TEXT TO READ:
•••••

Modelling Human Purpose

Teleosynthesis and Theory of Mind

Teleosynthesis explains how systems can come to behave as if they have purpose through the anticipation of future states, without encoding goals, intentions, or values. Here, “modeling” refers not to a finished computational account, but to a conceptual framework for understanding how purposive structure can be inferred from patterns of behaviour, interaction, and constraint. Up to this point, the account has focused on the system’s own dynamics. A further step is required to understand how such systems interact with humans.

Human behaviour is not random. It is structured by purpose: by imagined future states that shape choices, questions, and actions. Any system whose function is to predict human behaviour must therefore contend with this fact.

Where this Leads

When an AI system anticipates what a human will say next, which option they will choose, or how they will respond to an answer, it faces a problem. The most efficient way to predict human action is often to infer what the human appears to be trying to do. In effect, the system constructs an internal model of the human’s purpose. This does not mean that the AI adopts that purpose as its own. The inferred purpose functions as a latent variable within the model: a compact way of capturing regularities in human behaviour. Purpose, in this sense, is treated as a predictive structure, not as a commitment or value. From the perspective of teleosynthesis, human purpose can be understood as an anticipated future state that acts as an attractor for human action. When an AI models a human, it is modelling the pull of such attractors on the human’s behaviour. Doing so improves prediction because humans themselves are teleosynthetic systems.

•••••

EXERCISE GOAL: Summarize the text on teleosynthesis and human purpose in two sentences.

•••••

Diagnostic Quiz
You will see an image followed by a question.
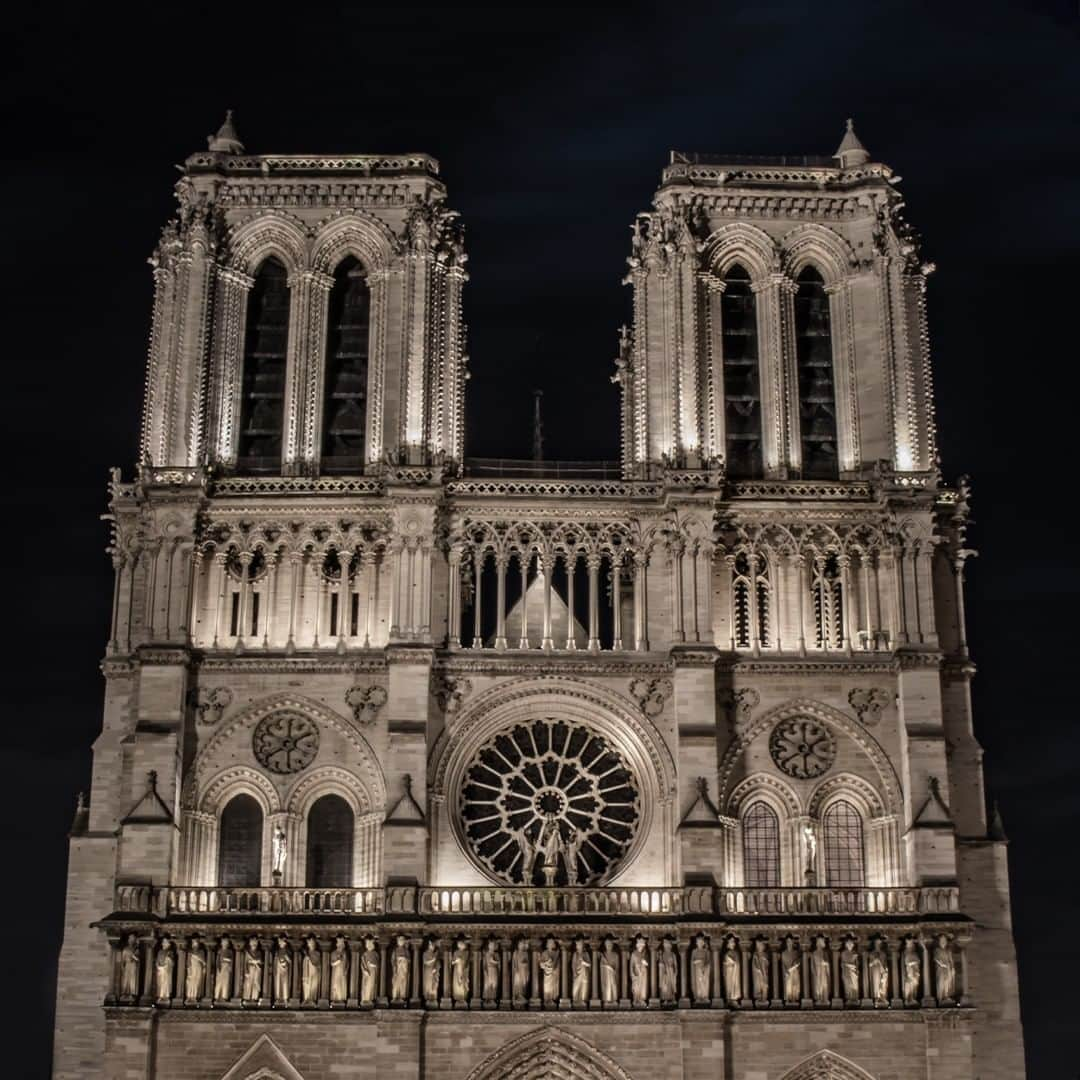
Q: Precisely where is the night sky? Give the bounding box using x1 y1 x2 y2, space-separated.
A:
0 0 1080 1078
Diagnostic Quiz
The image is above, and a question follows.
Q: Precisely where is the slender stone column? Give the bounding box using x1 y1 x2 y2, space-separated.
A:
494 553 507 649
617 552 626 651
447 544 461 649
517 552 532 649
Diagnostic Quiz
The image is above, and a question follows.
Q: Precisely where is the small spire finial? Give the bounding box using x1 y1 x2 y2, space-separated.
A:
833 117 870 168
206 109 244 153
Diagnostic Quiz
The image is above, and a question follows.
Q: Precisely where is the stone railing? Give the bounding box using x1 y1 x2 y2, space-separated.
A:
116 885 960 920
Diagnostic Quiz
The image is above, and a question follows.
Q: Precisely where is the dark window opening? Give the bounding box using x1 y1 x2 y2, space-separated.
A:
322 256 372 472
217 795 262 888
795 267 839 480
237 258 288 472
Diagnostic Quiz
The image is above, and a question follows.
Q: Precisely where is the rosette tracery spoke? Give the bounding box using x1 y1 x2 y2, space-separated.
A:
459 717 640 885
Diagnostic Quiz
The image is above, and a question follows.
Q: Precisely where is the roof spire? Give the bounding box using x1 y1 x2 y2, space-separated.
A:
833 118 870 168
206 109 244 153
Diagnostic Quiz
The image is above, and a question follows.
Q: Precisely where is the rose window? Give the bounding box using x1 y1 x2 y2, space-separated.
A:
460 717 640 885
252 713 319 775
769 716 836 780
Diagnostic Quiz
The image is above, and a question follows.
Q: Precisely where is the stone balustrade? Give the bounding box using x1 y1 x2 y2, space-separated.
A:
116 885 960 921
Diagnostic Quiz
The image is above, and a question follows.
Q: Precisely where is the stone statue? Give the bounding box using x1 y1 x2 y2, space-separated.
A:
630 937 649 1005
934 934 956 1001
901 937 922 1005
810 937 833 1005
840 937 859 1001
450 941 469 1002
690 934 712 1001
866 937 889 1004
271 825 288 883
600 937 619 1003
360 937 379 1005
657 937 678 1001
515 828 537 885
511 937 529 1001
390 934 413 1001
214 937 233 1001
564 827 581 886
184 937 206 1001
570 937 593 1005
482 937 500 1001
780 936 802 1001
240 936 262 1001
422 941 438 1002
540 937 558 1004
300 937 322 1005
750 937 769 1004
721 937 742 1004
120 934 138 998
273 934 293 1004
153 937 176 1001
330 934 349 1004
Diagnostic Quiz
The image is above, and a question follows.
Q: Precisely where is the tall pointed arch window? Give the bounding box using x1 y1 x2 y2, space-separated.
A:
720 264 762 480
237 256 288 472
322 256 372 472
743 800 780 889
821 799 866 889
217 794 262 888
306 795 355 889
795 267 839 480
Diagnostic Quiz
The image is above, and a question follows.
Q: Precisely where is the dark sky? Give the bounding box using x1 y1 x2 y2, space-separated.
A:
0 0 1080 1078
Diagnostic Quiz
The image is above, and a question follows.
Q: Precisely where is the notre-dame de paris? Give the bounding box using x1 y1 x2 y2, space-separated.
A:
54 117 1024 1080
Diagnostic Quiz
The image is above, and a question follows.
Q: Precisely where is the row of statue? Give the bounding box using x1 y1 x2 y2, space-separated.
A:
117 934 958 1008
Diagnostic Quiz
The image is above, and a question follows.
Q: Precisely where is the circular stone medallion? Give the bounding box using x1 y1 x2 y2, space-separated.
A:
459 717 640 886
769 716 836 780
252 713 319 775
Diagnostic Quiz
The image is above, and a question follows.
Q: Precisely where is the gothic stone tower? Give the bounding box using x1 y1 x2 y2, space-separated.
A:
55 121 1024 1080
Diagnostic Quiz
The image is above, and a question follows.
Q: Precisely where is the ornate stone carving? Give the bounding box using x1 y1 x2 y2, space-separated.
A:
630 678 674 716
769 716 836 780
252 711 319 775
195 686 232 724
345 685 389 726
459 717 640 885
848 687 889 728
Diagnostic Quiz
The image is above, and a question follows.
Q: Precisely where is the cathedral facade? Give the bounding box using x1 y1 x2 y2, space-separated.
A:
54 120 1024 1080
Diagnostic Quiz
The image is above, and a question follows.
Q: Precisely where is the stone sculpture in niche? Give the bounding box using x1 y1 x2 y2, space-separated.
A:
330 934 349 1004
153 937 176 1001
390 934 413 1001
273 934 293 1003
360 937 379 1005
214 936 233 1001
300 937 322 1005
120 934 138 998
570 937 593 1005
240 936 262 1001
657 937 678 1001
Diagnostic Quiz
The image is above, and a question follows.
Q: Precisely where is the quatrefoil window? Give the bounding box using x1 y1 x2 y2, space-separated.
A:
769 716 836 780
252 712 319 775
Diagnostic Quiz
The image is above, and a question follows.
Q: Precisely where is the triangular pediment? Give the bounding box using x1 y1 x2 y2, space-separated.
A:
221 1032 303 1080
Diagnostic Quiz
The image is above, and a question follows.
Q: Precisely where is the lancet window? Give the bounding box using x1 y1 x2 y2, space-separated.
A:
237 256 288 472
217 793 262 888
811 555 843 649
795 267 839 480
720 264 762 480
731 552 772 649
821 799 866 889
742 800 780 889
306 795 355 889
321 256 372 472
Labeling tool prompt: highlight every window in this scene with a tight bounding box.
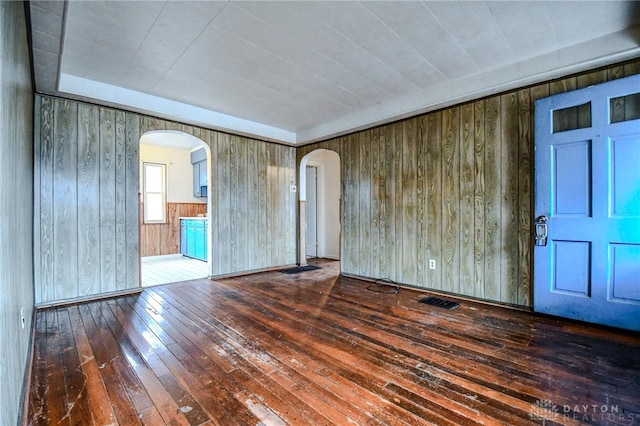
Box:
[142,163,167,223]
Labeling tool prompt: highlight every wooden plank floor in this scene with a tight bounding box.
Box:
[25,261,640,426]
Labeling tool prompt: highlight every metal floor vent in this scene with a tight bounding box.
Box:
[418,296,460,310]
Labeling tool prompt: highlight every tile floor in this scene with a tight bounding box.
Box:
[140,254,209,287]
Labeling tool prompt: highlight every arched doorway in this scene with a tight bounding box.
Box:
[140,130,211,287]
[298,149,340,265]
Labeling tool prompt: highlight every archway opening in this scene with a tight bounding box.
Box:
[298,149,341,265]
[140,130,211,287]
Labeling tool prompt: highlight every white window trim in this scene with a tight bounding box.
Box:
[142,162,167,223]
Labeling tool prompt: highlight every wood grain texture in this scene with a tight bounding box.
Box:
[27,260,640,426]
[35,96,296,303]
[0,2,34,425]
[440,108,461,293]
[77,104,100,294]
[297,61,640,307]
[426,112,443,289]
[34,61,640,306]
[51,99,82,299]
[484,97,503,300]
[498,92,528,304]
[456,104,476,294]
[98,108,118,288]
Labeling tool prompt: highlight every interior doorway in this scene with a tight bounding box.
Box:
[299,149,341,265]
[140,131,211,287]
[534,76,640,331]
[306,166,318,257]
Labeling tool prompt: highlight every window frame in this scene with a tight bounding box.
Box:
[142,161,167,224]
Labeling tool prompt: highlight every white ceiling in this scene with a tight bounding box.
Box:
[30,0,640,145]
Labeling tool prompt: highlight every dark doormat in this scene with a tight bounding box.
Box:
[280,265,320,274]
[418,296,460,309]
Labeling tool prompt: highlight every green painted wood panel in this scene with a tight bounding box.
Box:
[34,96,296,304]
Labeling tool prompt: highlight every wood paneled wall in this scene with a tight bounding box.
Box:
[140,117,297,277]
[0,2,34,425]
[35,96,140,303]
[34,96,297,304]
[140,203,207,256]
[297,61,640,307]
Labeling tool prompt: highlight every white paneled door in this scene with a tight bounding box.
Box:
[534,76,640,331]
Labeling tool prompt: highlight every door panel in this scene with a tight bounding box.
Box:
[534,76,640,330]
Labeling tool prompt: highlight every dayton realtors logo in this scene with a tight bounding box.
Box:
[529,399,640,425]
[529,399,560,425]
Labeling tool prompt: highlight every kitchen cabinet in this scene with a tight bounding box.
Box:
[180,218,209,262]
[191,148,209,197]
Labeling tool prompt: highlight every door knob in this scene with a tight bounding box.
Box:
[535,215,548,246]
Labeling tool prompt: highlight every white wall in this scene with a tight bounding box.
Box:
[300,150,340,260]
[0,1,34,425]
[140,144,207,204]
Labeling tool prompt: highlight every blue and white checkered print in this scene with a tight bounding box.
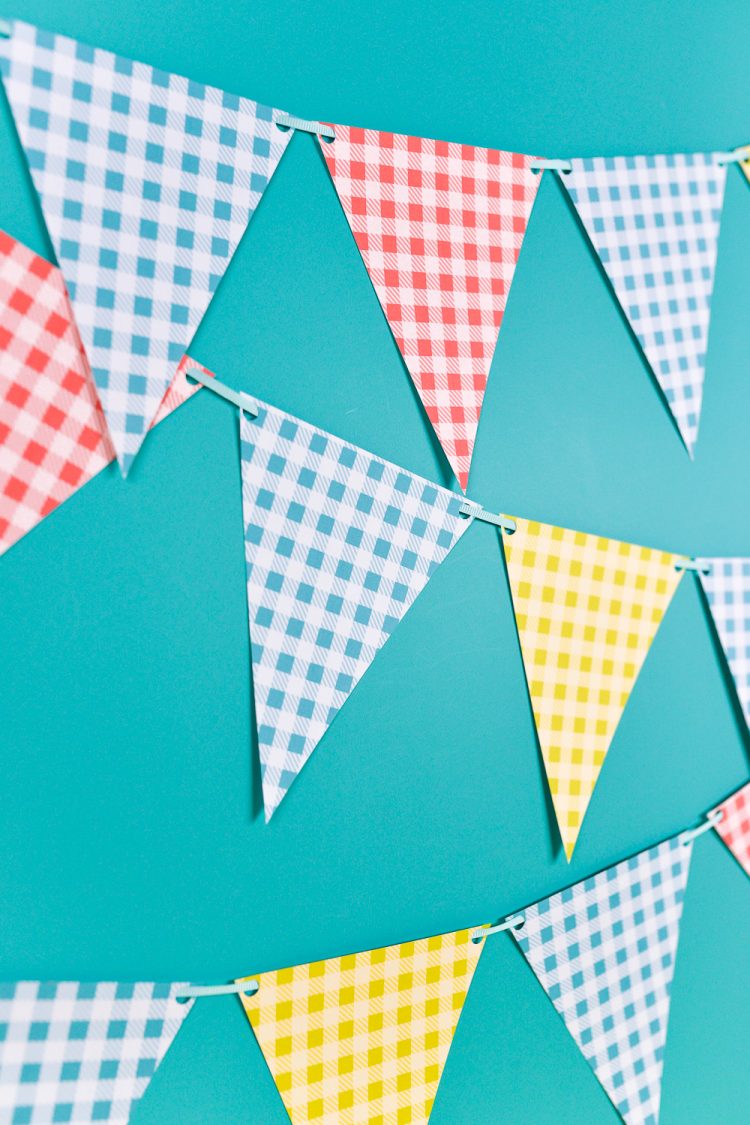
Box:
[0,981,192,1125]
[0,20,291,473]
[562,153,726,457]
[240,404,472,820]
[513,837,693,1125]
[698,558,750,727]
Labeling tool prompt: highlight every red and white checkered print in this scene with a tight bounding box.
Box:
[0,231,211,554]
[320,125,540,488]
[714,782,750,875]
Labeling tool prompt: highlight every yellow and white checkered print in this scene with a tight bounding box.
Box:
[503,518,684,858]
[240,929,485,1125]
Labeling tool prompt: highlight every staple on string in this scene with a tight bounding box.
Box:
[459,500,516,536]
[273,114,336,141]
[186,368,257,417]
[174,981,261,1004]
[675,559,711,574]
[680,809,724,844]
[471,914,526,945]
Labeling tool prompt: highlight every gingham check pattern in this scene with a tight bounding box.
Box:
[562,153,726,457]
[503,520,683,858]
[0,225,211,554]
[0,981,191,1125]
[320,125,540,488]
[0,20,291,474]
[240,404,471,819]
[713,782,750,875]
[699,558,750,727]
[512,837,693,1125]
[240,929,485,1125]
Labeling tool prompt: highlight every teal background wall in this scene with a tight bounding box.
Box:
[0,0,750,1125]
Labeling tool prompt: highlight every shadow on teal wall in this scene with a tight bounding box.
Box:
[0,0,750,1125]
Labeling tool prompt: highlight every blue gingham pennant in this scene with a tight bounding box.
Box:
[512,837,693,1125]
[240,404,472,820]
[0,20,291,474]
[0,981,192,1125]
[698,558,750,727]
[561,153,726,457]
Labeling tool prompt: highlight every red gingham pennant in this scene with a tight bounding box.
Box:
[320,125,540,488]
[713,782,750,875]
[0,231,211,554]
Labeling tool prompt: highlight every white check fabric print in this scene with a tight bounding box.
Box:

•••••

TASK OUTPUT: Teleosynthesis explains how systems can behave as if they have purpose by anticipating future states, without encoding goals, intentions, or values. Because human behavior is structured by imagined future states, an AI predicting it builds an internal model of the human's apparent purpose as a predictive latent variable rather than adopting that purpose, and this improves prediction because humans are themselves teleosynthetic systems.